#### WHAT THE EXERCISE ASKS
Give back every line of the material below word for word, leaving out the pictures.

-- START OF LISTED ENTRIES --

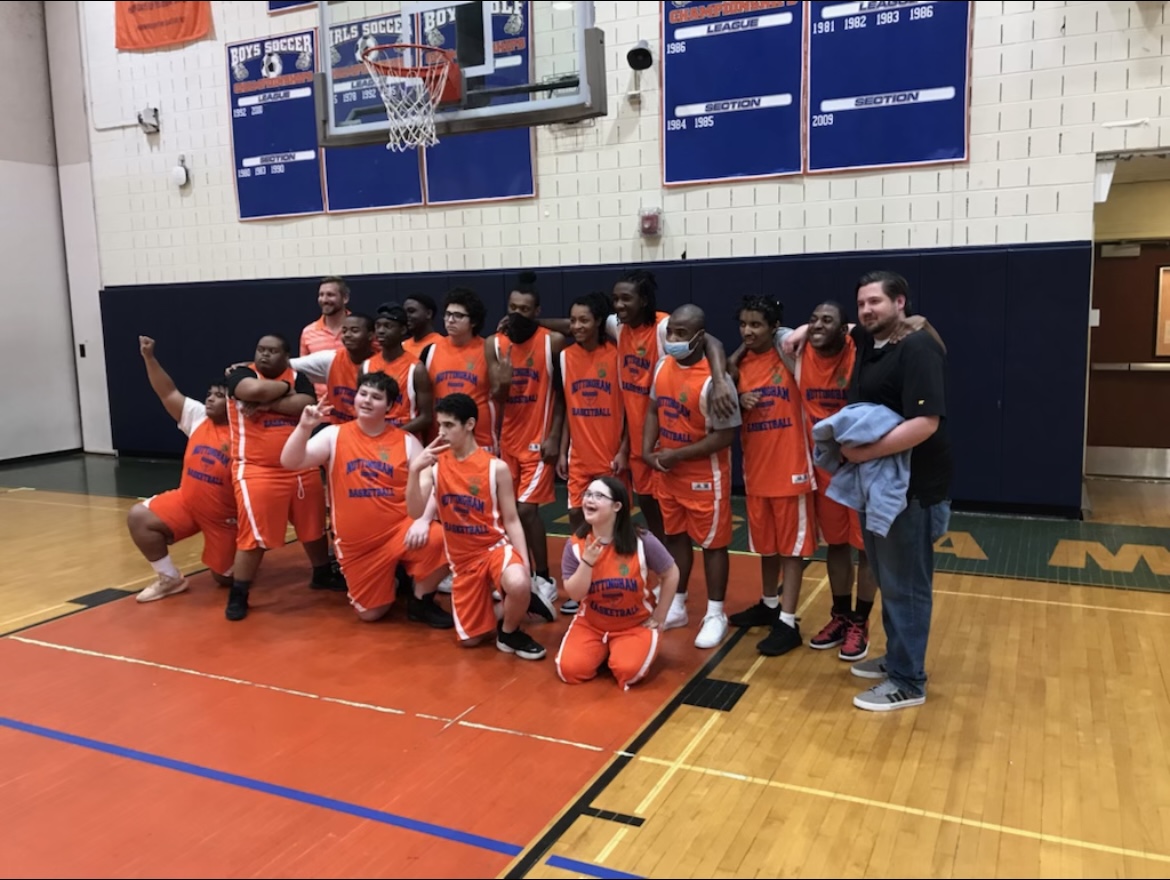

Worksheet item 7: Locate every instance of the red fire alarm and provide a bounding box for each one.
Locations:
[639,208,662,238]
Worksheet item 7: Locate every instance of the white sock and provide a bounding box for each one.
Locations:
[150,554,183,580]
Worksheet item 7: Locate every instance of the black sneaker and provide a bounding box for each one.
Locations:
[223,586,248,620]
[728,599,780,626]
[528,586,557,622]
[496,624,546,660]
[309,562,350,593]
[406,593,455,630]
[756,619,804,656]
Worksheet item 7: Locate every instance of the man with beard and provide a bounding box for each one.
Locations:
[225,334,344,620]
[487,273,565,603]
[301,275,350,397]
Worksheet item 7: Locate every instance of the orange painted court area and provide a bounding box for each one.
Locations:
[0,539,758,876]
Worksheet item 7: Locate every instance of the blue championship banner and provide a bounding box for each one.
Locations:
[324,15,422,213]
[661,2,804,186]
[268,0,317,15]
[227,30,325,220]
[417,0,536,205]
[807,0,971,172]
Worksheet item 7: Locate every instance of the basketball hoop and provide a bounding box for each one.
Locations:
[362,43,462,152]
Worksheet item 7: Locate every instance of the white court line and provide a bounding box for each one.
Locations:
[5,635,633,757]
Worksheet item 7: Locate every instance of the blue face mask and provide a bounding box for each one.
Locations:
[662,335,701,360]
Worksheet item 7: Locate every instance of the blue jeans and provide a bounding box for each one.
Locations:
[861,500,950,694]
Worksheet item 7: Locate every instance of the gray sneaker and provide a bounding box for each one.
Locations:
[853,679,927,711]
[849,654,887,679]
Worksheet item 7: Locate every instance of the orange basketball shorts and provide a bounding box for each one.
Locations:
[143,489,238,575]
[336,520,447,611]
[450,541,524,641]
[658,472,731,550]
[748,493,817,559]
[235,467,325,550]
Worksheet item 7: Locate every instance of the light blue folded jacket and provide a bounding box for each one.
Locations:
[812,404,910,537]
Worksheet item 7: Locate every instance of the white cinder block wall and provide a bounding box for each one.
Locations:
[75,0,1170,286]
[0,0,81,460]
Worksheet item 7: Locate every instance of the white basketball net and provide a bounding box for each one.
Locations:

-- END OF LISTED ENTRIES --

#### WORKED ANSWER
Worksheet item 7: Locate every instance of the red fire alarm and provide a bounding box for each one.
Locations:
[639,208,662,238]
Worksheet item 7: Locate every instance of the white sock and provide a bounding box for each one.
Locations:
[150,554,183,580]
Worksheet item 7: Locate every instance of the black sneaker and provide a bounding box for each one.
Locations:
[223,586,248,620]
[728,599,780,626]
[528,586,557,622]
[496,624,546,660]
[309,562,350,593]
[406,593,455,630]
[756,619,804,656]
Worksheet item 7: Locate every instance of the man with beard and provide a bounding box for each one.
Locations:
[225,334,344,620]
[487,273,565,603]
[301,275,350,397]
Worksheet item 7: Locate every instance of the orange painted court area and provide a bounding box for each one.
Locations:
[0,539,758,876]
Worksheet item 7: Locate every instance of the blue championship banner and provide a bounding box for each one.
Locations:
[324,15,422,213]
[661,2,804,186]
[268,0,317,15]
[227,30,325,220]
[417,0,536,205]
[807,0,971,172]
Worksheet item 7: Locate every instance of the basketball hoop and provide a bounding box for each one.
Locations:
[362,43,462,152]
Worksheet item 7: Locate every instance of the white court line and provide a bounding box for each one.
Locations:
[5,635,633,757]
Worksheet item 7: Locate every instance of the blue face mask and provide a bounding box for each one.
Locations:
[662,335,701,360]
Worksheet item 7: Locate every instance of the blue jeans and provide a bounding box for each one.
Locations:
[861,500,950,694]
Worksheet item 7: Locate every instance of the gray sneaker and provide a bounding box for each one.
Locations:
[853,679,927,711]
[849,654,887,679]
Worksheet item 7: Locate every instance of the orange basketball shorts and provide a bounding box for each one.
Locations:
[143,489,238,575]
[336,520,447,611]
[450,541,524,641]
[658,472,731,550]
[748,493,817,559]
[235,467,325,550]
Worksheet item 7: Locate every instance of the light blue folded jacket and provide a bounding box for each one.
Locations:
[812,404,910,537]
Worksheet item 7: Locate every instance of the white cinder block wall and provide a bounding box for each one.
Locations:
[75,0,1170,286]
[0,0,81,460]
Worksheet item 7: Locate every instance of the white basketball net and provide a bounding box for each one.
Locations:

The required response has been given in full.